What you should do: Transcribe only the part of the listing below that begins at the line containing "Find the wooden" and runs to its final line, keeping both ends.

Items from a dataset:
■ ■ ■ ■ ■ ■ ■
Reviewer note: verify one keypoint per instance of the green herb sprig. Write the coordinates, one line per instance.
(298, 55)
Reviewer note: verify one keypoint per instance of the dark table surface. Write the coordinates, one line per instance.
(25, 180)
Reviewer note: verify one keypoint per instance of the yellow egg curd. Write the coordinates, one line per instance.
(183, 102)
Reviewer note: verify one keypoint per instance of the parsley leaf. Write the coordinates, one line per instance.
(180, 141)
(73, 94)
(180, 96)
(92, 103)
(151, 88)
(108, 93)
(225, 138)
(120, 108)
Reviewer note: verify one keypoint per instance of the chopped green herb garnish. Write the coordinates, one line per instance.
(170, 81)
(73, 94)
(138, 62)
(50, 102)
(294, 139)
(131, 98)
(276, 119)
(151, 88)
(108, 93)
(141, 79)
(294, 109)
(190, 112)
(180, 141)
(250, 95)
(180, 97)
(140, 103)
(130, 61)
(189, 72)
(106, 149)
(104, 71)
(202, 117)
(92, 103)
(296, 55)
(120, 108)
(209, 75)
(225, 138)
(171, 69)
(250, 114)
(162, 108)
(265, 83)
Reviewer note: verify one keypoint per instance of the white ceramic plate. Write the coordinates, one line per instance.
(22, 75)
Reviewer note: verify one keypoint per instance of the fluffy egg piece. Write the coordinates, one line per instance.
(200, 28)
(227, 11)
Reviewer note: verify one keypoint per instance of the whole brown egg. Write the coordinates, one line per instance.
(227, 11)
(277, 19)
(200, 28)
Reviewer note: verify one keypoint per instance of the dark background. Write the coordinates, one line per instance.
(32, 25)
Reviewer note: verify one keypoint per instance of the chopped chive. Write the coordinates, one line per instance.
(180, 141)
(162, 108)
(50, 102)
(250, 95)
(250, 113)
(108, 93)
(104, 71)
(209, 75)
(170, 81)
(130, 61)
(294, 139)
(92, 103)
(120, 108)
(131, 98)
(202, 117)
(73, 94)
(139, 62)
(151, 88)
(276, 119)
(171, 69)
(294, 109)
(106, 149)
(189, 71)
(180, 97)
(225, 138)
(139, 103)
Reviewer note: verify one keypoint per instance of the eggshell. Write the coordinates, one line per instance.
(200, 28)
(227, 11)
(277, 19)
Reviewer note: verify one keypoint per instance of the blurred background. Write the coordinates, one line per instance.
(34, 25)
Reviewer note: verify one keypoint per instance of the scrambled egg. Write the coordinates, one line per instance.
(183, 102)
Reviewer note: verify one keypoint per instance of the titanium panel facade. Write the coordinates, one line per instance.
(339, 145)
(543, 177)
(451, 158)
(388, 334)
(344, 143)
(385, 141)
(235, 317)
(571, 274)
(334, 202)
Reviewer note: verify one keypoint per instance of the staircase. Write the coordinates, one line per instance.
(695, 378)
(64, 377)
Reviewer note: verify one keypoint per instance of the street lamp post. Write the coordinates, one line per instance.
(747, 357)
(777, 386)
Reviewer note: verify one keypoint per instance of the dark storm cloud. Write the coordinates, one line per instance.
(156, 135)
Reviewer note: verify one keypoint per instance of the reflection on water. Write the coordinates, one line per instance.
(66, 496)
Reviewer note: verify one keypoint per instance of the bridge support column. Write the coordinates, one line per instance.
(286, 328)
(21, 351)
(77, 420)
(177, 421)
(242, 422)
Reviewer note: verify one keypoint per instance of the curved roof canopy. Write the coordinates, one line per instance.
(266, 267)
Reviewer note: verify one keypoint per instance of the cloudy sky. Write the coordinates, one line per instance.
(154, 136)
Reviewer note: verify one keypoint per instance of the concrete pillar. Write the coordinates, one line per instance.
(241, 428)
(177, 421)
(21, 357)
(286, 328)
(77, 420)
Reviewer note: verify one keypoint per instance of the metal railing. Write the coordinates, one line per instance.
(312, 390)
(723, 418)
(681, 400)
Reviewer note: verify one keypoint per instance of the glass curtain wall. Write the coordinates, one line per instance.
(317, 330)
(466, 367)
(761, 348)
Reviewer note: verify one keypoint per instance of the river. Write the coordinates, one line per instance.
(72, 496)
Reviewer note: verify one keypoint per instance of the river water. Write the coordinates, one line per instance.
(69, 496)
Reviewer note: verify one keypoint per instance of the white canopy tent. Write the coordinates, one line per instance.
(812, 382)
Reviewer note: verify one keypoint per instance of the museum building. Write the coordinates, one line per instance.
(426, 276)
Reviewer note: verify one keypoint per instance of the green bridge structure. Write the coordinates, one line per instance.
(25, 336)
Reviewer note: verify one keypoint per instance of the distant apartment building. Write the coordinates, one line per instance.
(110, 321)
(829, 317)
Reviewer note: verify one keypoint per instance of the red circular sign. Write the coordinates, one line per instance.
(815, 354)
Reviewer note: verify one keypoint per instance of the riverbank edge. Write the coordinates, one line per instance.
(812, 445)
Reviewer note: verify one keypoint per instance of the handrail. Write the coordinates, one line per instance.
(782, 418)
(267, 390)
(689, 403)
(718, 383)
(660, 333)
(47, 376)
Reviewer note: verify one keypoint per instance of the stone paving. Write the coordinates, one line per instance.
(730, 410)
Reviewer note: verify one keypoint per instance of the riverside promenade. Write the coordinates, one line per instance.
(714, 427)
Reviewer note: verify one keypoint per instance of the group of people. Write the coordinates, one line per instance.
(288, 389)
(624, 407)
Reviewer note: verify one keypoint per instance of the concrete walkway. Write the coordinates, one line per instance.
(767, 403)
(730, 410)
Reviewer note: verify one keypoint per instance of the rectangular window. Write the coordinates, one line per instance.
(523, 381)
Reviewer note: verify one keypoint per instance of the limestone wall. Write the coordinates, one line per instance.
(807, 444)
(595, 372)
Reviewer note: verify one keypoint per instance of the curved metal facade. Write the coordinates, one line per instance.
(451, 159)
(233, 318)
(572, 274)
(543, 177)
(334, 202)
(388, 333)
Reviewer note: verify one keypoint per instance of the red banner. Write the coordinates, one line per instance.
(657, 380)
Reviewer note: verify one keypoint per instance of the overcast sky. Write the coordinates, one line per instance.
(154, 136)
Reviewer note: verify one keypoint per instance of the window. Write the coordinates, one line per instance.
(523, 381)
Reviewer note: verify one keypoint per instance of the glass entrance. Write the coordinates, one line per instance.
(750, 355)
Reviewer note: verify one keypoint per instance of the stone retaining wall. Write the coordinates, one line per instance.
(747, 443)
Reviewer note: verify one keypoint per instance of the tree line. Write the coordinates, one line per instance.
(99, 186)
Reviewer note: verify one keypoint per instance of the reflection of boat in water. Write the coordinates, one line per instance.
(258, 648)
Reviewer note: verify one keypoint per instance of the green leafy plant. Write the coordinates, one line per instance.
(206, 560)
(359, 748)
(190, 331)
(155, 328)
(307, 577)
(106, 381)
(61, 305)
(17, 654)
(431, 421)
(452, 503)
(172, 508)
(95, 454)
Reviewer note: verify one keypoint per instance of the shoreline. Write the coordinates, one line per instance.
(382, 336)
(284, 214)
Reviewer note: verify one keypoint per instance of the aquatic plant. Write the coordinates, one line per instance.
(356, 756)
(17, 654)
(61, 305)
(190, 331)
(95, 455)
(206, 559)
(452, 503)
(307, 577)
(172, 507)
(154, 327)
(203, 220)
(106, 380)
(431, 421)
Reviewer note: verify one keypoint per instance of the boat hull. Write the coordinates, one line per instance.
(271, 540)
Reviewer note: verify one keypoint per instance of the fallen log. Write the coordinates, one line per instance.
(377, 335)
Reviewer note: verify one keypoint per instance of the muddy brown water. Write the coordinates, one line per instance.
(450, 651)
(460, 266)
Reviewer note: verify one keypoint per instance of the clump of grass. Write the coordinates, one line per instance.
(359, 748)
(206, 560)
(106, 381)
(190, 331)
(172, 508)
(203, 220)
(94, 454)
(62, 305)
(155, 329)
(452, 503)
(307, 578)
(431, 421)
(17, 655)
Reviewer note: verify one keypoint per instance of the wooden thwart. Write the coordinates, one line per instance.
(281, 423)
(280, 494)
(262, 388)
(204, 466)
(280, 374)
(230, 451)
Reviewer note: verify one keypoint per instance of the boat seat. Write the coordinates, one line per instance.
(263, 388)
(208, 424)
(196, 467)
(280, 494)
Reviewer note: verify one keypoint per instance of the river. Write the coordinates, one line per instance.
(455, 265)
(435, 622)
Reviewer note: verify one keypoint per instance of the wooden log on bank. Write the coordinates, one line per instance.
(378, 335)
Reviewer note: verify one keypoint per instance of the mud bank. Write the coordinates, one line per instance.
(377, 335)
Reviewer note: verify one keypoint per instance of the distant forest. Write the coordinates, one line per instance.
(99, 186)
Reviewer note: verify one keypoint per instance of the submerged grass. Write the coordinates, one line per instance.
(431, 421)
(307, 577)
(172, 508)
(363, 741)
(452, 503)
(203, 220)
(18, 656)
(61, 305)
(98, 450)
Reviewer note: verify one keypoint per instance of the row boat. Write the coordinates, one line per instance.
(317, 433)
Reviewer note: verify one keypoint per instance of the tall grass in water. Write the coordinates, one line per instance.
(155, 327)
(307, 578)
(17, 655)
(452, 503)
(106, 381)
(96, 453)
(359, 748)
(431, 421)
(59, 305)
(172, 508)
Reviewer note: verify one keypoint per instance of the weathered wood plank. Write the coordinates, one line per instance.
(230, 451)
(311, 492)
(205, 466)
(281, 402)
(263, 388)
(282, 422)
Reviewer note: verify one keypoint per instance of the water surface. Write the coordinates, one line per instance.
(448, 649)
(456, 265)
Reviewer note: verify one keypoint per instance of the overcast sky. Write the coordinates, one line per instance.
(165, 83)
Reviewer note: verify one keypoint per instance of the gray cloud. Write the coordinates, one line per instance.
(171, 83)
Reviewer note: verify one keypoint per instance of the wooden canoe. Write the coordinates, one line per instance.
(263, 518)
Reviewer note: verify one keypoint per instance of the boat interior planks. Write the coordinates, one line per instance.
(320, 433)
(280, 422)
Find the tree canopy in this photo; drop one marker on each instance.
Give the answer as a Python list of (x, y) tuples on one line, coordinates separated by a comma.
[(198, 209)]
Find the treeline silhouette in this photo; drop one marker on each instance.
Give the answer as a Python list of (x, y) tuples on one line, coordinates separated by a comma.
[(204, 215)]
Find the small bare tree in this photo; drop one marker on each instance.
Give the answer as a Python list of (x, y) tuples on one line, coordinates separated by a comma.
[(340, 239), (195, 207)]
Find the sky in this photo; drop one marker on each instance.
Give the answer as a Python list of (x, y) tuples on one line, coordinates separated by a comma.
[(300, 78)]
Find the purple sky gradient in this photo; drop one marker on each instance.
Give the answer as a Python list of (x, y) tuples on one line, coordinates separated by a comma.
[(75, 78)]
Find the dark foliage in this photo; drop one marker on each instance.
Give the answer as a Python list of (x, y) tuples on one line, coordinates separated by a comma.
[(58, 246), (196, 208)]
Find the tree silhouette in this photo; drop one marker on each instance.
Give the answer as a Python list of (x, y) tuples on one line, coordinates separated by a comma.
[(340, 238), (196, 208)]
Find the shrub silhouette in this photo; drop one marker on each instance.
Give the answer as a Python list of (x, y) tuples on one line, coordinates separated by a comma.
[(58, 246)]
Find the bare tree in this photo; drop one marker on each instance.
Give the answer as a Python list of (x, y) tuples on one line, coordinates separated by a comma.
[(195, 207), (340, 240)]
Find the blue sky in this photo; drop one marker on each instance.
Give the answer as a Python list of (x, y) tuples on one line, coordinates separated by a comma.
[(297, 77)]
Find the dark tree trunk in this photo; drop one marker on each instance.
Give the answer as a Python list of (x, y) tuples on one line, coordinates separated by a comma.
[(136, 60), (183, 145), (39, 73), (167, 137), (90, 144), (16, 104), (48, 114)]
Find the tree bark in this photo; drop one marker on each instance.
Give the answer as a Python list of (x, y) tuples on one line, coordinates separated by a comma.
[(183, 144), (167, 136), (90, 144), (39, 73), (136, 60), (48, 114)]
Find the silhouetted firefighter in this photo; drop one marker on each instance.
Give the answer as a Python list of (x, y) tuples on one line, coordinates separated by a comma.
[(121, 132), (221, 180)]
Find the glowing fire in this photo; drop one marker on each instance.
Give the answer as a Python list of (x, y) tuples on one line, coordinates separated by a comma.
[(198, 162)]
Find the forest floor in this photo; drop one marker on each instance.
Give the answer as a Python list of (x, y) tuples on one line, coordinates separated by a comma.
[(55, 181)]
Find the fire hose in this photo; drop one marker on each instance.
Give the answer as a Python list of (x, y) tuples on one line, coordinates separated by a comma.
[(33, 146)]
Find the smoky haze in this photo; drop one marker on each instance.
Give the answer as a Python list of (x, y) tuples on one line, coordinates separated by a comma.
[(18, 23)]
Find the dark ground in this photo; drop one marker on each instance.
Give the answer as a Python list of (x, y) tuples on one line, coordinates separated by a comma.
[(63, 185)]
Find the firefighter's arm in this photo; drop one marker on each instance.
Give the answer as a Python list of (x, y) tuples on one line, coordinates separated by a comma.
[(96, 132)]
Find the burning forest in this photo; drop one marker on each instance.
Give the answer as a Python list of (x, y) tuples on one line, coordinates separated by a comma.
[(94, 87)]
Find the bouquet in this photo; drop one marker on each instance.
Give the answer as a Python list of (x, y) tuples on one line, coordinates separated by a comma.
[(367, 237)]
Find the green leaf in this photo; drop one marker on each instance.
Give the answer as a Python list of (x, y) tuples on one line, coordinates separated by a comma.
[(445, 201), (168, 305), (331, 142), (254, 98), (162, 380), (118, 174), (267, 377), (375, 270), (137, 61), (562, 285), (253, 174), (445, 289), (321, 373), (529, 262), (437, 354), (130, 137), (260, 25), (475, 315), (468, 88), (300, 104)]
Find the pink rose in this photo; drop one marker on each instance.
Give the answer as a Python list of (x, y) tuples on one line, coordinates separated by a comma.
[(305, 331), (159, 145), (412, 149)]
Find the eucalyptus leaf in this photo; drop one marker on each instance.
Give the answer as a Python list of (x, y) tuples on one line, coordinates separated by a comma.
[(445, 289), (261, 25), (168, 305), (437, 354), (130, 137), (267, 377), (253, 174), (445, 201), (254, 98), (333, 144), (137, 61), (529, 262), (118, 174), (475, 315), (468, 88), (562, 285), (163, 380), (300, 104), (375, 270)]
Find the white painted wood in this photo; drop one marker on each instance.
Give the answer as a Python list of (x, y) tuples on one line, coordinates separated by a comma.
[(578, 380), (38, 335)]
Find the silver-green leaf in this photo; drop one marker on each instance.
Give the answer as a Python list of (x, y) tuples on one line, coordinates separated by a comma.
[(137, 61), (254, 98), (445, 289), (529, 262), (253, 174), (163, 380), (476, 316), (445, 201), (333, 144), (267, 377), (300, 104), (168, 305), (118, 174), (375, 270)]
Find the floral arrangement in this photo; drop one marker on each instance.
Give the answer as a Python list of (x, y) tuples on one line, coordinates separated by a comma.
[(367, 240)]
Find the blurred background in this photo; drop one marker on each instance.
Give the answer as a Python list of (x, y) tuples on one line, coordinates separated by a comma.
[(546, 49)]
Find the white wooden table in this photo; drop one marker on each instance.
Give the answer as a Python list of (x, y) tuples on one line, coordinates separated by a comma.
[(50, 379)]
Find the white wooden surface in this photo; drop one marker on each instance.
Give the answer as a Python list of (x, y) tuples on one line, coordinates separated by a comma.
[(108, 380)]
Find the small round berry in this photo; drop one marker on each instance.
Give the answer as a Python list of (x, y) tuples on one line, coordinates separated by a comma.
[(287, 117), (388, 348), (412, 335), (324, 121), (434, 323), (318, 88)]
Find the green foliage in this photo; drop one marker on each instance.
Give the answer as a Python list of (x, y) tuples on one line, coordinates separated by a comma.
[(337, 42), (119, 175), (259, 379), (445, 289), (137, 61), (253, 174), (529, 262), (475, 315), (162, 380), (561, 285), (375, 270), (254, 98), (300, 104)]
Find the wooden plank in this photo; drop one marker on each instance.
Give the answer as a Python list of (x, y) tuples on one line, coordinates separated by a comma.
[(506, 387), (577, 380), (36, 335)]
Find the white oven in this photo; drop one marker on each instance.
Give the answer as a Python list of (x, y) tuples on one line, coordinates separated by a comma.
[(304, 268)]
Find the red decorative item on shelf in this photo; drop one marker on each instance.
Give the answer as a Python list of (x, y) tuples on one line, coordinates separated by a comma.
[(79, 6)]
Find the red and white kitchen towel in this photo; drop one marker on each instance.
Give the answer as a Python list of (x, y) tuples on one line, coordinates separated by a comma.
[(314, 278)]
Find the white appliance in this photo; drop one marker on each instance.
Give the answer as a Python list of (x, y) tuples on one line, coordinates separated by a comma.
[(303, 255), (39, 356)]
■ ■ ■ ■ ■ ■ ■
Right answer:
Find the wooden plank in this photo; drop one marker on each instance.
Give the answer as a Python list of (x, y) tuples on one line, coordinates separated by a comma.
[(506, 387), (577, 380), (36, 335)]
Find the white oven in this photo; drop one marker on each instance.
Give the answer as a Python list of (x, y) tuples on one line, coordinates separated by a comma.
[(304, 268)]
Find the red decorative item on shelf in this photo; drop one marker on each instance.
Give the answer as a Python list of (x, y) tuples on one line, coordinates separated by a comma.
[(79, 6)]
Find the red and white kitchen towel in this photo; drop one marker on each instance.
Give the answer as a Python list of (x, y) tuples on one line, coordinates separated by a comma.
[(314, 278)]
Find the white appliance in this photo; drop one marker on each instance.
Give the answer as a Python list of (x, y) tuples on one line, coordinates separated by a comma.
[(303, 255), (39, 356)]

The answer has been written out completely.